Work instructions
Can you reproduce, unchanged and in order, the records starting at the line that contains "Find dirt path." and ending at the line that contains "left=11, top=7, right=136, bottom=188", with both of those lines included?

Available records
********************
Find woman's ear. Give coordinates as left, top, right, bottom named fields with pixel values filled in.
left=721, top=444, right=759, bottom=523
********************
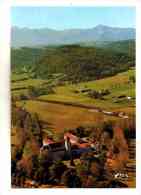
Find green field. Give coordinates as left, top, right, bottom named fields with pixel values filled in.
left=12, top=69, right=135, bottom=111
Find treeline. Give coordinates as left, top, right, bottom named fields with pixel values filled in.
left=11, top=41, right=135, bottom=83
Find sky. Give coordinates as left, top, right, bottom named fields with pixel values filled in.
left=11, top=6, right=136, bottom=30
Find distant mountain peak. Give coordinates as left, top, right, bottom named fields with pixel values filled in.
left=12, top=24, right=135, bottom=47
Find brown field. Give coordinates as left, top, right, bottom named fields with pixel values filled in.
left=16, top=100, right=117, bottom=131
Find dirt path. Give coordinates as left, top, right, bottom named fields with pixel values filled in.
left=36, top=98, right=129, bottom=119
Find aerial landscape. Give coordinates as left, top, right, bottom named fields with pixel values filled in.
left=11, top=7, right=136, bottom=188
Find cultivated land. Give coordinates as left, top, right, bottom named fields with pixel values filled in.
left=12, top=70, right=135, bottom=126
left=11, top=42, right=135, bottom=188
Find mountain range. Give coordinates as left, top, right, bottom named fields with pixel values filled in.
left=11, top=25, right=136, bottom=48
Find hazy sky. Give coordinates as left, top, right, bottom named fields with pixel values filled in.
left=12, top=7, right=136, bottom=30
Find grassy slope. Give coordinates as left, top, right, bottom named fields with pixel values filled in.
********************
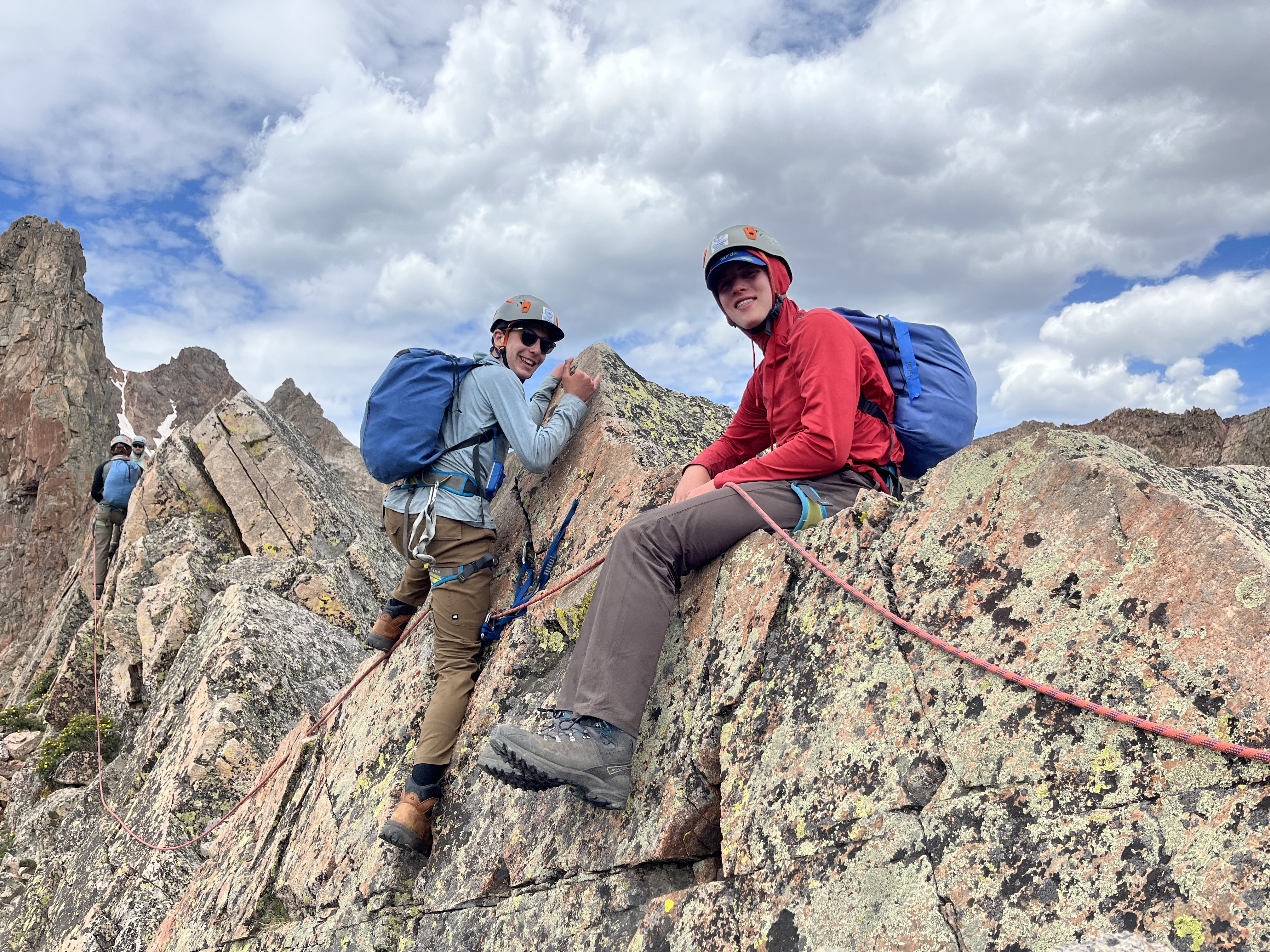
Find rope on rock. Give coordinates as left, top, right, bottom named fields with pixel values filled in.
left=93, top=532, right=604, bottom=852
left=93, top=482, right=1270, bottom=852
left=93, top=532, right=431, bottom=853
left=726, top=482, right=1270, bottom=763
********************
Solution to the problem
Find dirt path. Give coordinates as left, top, right, bottom named fields with pixel values filled in.
left=36, top=98, right=129, bottom=119
Find aerial landscape. Give coordinates as left, top, right, bottom named fields with pixel values filled in.
left=11, top=7, right=136, bottom=188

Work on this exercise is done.